# BLOQUE DE TEXTO
Buena parte de responsabilidad la tiene también nuestra iglesia. A diferencia de la americana, bien viva y potente, los obispos españoles parecen posicionarse siempre con el poder equivocado. Anquilosada, carente de poder de atracción, no es de extrañar que sea la Evangélica y no la Católica la que movilice a sus fieles.  Si no fuera por ellos, habría más musulmanes orando el viernes en las mezquitas que católicos en misa los domingos.

 

Rechazo de las tradiciones porque respetarlas no es de modernos; abandono de los valores de la familia, la responsabilidad y el trabajo, porque eso es de pánfilos y tontos; y una cultureta de izquierda que prefiere que sólo haya pobres a que convivamos y bien ricos y pobres, es lo que lleva a que muchos prefieran un subsidio público a ponerse a trabajar; a despreciar ciertos tipos de trabajos, por sacrificados; la ausencia de solidaridad social y un renacimiento de la picaresca digna del Lazarillo de Tormes. Que una mayoría de jóvenes quiera ser funcionario, es un grave problema que nos lleva a la autodestrucción.

 

El PP nunca salvará a España porque sólo está en reconstruir las instituciones del Estado (que hay que hacerlo), pero lo que necesitan los españoles es reconstruir la sociedad de arriba a abajo. Eso es una revolución cultural que, de momento, solo Vox parece plantearse.

# TAREAS PENDIENTES
**1)** Según el texto sobre la sociedad española, ¿qué partido parece plantearse, de momento, una revolución cultural?
**2)** Transcriba el fragmento del texto sobre la sociedad española desde "Buena parte de" hasta "misa los domingos.", ambos incluidos, sustituyendo "obispos" por "prelados".
**3)** Resuma en dos oraciones el texto sobre la sociedad española.

# Parte de un archivo de datos
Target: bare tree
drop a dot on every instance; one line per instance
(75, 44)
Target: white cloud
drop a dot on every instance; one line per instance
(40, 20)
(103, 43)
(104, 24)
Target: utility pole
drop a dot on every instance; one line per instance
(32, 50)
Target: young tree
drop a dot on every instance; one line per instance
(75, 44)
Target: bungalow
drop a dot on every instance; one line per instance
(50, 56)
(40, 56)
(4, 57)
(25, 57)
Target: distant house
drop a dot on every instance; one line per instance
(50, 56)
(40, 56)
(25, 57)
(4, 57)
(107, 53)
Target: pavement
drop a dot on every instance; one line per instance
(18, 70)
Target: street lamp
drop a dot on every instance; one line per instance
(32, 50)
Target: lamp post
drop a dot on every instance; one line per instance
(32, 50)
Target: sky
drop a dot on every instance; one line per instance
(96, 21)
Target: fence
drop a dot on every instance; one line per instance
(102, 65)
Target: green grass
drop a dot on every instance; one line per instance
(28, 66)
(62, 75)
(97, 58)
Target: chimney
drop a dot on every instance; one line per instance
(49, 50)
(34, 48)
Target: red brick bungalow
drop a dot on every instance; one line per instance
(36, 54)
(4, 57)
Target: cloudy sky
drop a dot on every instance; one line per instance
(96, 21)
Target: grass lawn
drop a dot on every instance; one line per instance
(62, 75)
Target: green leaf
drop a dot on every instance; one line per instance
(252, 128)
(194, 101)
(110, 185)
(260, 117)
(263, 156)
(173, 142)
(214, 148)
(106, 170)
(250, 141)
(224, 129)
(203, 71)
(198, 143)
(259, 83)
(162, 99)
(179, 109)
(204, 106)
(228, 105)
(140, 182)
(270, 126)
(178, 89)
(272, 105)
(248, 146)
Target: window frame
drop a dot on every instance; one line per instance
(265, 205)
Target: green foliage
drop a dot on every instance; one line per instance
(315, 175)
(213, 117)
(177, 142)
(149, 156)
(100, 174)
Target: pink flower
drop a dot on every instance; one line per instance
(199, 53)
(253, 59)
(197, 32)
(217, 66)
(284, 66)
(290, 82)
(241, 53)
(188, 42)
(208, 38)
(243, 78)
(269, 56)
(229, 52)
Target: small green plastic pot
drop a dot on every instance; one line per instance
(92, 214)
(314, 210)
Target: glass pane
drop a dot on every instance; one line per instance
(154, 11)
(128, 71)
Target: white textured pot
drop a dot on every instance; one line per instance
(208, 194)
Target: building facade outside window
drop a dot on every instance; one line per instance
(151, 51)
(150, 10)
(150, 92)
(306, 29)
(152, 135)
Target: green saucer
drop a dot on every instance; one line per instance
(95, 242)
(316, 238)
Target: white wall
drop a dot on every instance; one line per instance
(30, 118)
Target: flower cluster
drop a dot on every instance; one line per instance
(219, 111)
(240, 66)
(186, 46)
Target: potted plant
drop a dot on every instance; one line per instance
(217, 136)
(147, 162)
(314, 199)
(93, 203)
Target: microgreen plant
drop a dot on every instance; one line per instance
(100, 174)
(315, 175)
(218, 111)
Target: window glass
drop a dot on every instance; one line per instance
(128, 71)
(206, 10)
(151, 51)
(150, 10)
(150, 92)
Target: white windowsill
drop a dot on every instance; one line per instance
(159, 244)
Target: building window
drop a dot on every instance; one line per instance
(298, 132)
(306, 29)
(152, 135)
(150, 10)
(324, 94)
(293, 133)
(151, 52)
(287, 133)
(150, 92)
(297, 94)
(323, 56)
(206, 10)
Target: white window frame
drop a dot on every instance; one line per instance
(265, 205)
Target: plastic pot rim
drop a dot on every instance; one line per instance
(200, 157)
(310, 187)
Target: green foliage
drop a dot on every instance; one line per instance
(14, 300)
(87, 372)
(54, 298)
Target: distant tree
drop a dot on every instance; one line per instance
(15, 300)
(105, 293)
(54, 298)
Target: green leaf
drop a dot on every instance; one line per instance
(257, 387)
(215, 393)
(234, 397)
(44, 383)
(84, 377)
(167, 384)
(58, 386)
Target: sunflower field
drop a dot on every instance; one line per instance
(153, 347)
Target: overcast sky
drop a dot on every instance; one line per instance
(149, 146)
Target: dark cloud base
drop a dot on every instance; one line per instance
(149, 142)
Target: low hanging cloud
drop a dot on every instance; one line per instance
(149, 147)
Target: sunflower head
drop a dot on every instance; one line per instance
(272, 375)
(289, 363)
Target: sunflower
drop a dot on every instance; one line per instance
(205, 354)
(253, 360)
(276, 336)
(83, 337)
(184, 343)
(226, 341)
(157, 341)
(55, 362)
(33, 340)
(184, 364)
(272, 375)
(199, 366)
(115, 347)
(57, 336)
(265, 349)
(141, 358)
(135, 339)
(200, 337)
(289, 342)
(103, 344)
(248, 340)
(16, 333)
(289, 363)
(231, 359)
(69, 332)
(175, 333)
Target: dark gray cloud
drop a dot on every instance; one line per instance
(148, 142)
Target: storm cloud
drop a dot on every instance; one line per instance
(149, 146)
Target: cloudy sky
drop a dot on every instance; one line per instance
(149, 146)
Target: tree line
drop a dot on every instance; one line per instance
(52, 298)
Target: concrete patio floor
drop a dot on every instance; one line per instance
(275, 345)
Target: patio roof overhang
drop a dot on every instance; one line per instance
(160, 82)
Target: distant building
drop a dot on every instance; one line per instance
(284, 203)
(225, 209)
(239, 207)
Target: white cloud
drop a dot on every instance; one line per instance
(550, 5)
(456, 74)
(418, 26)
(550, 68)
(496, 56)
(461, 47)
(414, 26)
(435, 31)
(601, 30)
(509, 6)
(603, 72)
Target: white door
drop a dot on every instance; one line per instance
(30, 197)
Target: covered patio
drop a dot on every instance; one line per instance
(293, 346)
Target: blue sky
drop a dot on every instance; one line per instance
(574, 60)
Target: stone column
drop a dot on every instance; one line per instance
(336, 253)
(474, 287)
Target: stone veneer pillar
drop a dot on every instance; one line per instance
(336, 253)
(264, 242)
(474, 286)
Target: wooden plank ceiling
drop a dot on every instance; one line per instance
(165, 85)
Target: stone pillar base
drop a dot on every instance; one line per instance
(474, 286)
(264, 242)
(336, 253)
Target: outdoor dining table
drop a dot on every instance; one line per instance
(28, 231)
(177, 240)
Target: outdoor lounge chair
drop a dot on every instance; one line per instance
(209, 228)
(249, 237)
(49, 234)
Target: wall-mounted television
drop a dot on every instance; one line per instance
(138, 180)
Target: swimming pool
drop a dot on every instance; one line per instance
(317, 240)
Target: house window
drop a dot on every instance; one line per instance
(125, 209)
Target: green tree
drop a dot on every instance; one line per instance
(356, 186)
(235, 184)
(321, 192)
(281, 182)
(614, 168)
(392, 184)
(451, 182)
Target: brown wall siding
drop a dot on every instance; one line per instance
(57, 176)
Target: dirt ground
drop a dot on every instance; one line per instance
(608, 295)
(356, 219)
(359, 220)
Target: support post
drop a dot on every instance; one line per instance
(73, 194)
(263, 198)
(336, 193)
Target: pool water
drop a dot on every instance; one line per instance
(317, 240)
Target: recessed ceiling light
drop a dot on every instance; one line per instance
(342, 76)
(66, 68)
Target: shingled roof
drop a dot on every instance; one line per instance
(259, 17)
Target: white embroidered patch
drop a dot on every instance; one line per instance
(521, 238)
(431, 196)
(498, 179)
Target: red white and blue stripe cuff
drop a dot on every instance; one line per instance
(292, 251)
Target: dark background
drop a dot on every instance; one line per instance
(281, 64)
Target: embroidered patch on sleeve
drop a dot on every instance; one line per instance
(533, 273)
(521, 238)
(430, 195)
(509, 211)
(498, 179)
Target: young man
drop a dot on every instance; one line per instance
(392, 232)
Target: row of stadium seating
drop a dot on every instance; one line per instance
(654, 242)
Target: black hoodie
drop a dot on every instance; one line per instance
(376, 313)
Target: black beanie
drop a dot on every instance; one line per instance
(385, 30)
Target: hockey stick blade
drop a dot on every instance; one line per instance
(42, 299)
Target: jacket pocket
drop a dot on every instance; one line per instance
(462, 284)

# RESPUESTAS
**1)** Vox.

**2)**
Buena parte de responsabilidad la tiene también nuestra iglesia. A diferencia de la americana, bien viva y potente, los prelados españoles parecen posicionarse siempre con el poder equivocado. Anquilosada, carente de poder de atracción, no es de extrañar que sea la Evangélica y no la Católica la que movilice a sus fieles.  Si no fuera por ellos, habría más musulmanes orando el viernes en las mezquitas que católicos en misa los domingos.

**3)** El texto atribuye parte de la responsabilidad a la iglesia española, anquilosada frente a la evangélica, y critica el rechazo de las tradiciones, el abandono de los valores de la familia y el trabajo y una cultura de izquierda que lleva a muchos a preferir un subsidio público a trabajar. Sostiene además que el PP solo se ocupa de reconstruir las instituciones del Estado, cuando lo necesario es reconstruir la sociedad mediante una revolución cultural que, de momento, solo Vox parece plantearse.